— Begin Page excerpt —
Oscillators within digital systems provide beats that organize communication throughout the design. Information moves with beats maintaining elegant communication. Syncopated data flows along its pathways according to controls given on specified beats. Beats give life to the system with frequency and frequency is initiated with parts often coined the heartbeat.
The heartbeat uses crystals or other technology such as MEMS to produce frequency. Common features driving selection of oscillators are needs for off-chip or integrated driver circuitry and ability to reject noise. Purity of clock signal generation prevents jitter and thereby avoids injecting noise into the system. Quiet clocks ensure a healthy heartbeat and allow maximum bit rates for system communication.
Material used to transfer frequency through driver circuits must be compatible. Using buffers and internal level shifters allow interface with competing material technologies and drives options for configuration. Single-ended clocks may be translated into differential outputs. Incorporated drivers are able to divide down frequencies and to buffer inputs for multiple outputs. Features allowing options for use with multiple technologies enable flexibility for designing within mixed signal systems.
Mixed signal systems often use multiple clocks within its overall design. Clock trees are configured for independent clocking blocks that may be synchronized to overall system communication needs. Using off-chip clock sources such as an oscillator with integrated drive circuitry allows customized options for linking design blocks.
Linking to design blocks requires optimization of jitter and power supply noise rejection. Clocks exist within noisy environments and choosing the right part for application requires knowledge of tolerances. Jitter specifications measure the purity of the clock and less jitter means less noise injected by the oscillator. Chipsets served by oscillators specify tolerance and reference designs are recommended for fine-tuning final selection.
Oscillators organize thoughts with frequency
Compatibility with system material technologies provides requirements for selecting parts. Choices for inputting one technology while outputting another are available. Technologies supported for either input or output nodes takes specific form with material fabrication. Typical materials found in oscillators are TTL, CML, CMOS, ECL, HCSL, LVDS, or LVPECL. Below we take a look at several varieties of inputs and outputs, in addition to selectable features for dividing frequency to suit system needs.
CMOS Complementary Metal-Oxide Semiconductor. Material and topology with high noise immunity and low power consumption.
HCSL High-speed Current Steering Logic. Open-emitter output used to drive PCIe.
LVDS Low-Voltage Differential Signaling. A technical standard, TIA/EIA-644, defining protocol for twisted pair communication signals.
LVPECL Low-Voltage Positive Emitter-Coupled Logic. Power-optimized differential-signaling system used in high-speed and clock distribution circuits.
MEMS Microelectromechanical systems. Technology found in ICs that merges at nanoscale to accommodate more functionality per volume and may include moving nanomechanical parts.
OE Output Enable. A control signal driving output from the part.
OSC Oscillator. A device for generating oscillating electric currents or voltages by nonmechanical means.
PCIe Peripheral Component Interconnect Express. A high-speed serial computer expansion bus standard.
PSNR Power Supply Noise Rejection. The capability of an electronic circuit to suppress any power supply variations to its output signal.
SDH Synchronous Digital Hierarchy. A standardized protocol that transfers multiple digital bit streams synchronously over optical fiber using lasers or highly coherent light from light-emitting diodes (LEDs).
— End Page excerpt —
- [What you will do]
1. Translate this sentence from the oscillator text into Spanish: "Single-ended clocks may be translated into differential outputs."
2. According to the oscillator text, which technical standard defines LVDS?
The records that come next are separate material, unrelated to the oscillator text.
— Begin Dataset content —
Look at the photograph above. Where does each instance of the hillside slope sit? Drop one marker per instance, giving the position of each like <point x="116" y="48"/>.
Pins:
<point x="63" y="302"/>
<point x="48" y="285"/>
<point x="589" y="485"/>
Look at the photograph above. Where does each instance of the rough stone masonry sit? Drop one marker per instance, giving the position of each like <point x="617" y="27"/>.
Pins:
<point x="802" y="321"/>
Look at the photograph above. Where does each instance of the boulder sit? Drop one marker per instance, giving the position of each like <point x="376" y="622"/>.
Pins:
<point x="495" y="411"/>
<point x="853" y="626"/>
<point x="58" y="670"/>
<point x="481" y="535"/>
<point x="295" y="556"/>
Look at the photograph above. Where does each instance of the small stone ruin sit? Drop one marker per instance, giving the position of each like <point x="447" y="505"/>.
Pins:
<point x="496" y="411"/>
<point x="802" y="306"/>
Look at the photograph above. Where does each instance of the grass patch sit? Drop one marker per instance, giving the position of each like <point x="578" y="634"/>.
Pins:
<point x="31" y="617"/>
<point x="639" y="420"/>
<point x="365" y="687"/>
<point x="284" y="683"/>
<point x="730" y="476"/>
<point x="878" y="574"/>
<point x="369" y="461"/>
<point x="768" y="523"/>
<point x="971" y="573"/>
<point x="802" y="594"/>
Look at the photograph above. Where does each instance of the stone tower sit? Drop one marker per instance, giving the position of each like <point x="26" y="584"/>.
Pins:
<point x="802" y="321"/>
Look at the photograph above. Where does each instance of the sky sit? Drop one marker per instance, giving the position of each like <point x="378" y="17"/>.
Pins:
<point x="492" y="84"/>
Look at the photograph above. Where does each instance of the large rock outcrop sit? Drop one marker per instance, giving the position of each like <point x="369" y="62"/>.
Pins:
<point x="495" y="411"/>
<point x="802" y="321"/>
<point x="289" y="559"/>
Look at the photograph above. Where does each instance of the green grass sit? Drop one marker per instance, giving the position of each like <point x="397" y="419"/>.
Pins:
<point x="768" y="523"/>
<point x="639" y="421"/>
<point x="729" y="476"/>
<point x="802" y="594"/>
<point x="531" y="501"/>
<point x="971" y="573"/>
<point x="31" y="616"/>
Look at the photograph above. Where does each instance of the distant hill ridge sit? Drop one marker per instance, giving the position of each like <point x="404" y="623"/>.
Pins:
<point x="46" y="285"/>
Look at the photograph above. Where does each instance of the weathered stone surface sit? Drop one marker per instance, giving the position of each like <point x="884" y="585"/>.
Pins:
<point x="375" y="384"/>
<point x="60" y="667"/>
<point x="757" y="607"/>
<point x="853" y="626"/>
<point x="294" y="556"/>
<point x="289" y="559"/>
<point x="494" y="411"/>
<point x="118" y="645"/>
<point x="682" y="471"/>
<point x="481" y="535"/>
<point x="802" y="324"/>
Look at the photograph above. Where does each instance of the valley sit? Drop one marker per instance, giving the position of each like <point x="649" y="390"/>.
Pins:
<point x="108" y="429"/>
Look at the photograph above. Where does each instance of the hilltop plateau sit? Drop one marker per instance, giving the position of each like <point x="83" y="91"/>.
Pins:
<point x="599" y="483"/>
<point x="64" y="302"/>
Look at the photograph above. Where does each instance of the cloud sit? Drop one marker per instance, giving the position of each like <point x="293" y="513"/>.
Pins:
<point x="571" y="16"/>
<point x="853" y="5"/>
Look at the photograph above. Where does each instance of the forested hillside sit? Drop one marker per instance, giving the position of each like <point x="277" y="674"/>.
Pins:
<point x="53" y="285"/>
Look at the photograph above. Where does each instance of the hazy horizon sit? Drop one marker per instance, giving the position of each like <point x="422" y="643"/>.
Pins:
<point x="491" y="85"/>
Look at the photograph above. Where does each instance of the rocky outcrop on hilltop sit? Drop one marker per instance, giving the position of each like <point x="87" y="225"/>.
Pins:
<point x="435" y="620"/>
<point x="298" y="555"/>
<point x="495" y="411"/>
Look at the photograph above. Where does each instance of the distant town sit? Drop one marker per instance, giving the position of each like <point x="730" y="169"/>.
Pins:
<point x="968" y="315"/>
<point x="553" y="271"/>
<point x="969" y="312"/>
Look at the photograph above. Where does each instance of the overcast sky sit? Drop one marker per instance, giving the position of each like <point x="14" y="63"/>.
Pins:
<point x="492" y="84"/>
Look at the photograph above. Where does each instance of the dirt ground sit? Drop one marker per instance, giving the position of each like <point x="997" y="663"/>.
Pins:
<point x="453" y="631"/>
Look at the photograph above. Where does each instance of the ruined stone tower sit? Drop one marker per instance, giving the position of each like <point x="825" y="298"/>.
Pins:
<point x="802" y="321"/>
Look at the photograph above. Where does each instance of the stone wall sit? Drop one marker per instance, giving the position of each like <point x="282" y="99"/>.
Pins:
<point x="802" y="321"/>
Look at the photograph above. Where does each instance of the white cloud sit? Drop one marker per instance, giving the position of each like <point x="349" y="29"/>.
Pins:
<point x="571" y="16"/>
— End Dataset content —
- [Results]
1. Los relojes de terminación única pueden convertirse en salidas diferenciales.

2. TIA/EIA-644.